- [Instructions for the task]: Return all the data, word for word.

Stored data entries
"""

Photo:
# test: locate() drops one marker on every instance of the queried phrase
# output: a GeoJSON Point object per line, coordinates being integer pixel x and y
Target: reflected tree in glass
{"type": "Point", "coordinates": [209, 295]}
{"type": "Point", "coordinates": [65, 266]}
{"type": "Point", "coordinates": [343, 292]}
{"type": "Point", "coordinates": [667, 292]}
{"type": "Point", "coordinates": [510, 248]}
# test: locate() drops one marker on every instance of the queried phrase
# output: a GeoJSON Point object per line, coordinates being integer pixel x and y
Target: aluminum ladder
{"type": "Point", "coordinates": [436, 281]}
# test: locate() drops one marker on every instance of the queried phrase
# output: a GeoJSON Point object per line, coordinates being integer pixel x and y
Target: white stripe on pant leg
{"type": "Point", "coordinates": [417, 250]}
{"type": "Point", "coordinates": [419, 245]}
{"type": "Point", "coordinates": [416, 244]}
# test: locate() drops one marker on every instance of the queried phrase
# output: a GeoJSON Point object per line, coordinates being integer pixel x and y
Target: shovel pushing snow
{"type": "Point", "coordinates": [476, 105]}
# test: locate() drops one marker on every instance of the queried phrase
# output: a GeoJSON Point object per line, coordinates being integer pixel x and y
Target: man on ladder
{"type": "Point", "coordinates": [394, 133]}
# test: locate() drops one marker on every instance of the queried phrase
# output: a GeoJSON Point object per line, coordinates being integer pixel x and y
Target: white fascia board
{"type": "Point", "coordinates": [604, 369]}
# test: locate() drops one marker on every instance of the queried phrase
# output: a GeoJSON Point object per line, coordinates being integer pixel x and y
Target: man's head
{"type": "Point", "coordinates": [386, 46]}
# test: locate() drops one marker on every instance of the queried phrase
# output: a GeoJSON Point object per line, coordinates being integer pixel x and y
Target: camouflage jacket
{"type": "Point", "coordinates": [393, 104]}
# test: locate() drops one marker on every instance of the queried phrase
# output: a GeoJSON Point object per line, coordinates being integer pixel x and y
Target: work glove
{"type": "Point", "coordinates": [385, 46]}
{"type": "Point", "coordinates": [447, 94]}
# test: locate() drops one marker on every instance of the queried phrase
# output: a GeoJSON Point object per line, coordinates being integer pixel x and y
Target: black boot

"""

- [Finished exercise]:
Photo:
# test: locate() drops one marker on every instance of the queried phrase
# output: a GeoJSON Point object per line, coordinates being integer pixel x and y
Target: reflected tree in glass
{"type": "Point", "coordinates": [209, 295]}
{"type": "Point", "coordinates": [65, 266]}
{"type": "Point", "coordinates": [343, 292]}
{"type": "Point", "coordinates": [667, 292]}
{"type": "Point", "coordinates": [510, 248]}
# test: locate() drops one marker on every instance of the queried phrase
# output: a GeoJSON Point object per line, coordinates being integer pixel x and y
Target: aluminum ladder
{"type": "Point", "coordinates": [436, 281]}
# test: locate() drops one marker on every instance of the queried phrase
# output: a GeoJSON Point object per line, coordinates being integer pixel x and y
Target: white stripe on pant leg
{"type": "Point", "coordinates": [417, 250]}
{"type": "Point", "coordinates": [419, 245]}
{"type": "Point", "coordinates": [416, 244]}
# test: locate() drops one marker on every instance of the queried phrase
# output: a GeoJSON Point object per line, coordinates being integer pixel x and y
Target: shovel pushing snow
{"type": "Point", "coordinates": [476, 105]}
# test: locate() drops one marker on every instance of the queried phrase
# output: a GeoJSON Point object per line, coordinates being integer pixel x and y
Target: man on ladder
{"type": "Point", "coordinates": [394, 133]}
# test: locate() drops one marker on every instance of the queried phrase
# output: a GeoJSON Point object per line, coordinates being integer pixel x and y
Target: white fascia board
{"type": "Point", "coordinates": [604, 369]}
# test: locate() drops one marker on every instance of the queried phrase
# output: a GeoJSON Point object per line, coordinates being integer pixel x and y
Target: man's head
{"type": "Point", "coordinates": [386, 46]}
# test: locate() drops one marker on every instance of the queried phrase
# output: a GeoJSON Point object per line, coordinates being integer pixel x and y
Target: camouflage jacket
{"type": "Point", "coordinates": [393, 104]}
# test: locate() drops one marker on every instance of the queried phrase
# output: a GeoJSON Point object per line, coordinates being integer pixel x and y
Target: work glove
{"type": "Point", "coordinates": [385, 46]}
{"type": "Point", "coordinates": [447, 94]}
# test: locate() drops one marker on every instance of the queried phrase
# output: a GeoJSON Point object per line, coordinates being integer pixel x and y
Target: black boot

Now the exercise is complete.